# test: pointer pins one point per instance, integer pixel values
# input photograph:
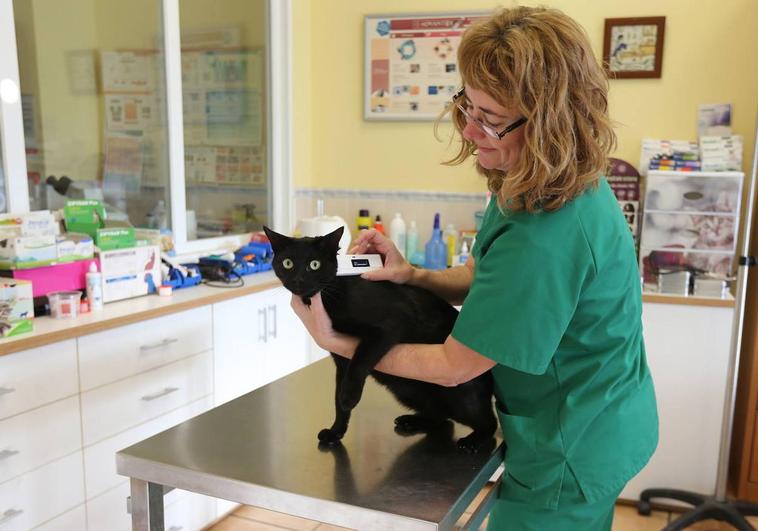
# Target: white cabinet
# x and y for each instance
---
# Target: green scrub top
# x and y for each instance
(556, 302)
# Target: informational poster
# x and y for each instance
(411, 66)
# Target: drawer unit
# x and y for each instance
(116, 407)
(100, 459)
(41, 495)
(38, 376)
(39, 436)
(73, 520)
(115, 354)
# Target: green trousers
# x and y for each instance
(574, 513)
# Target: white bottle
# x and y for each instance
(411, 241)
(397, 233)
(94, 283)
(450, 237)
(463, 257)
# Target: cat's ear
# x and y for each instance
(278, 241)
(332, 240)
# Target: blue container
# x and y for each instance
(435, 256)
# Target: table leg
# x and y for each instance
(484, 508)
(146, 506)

▶ _WORK TO BE COMPLETED_: A single figure is required: the number of lines above in which the word "Target" occurs.

▶ _EXPECTED ANSWER_: 9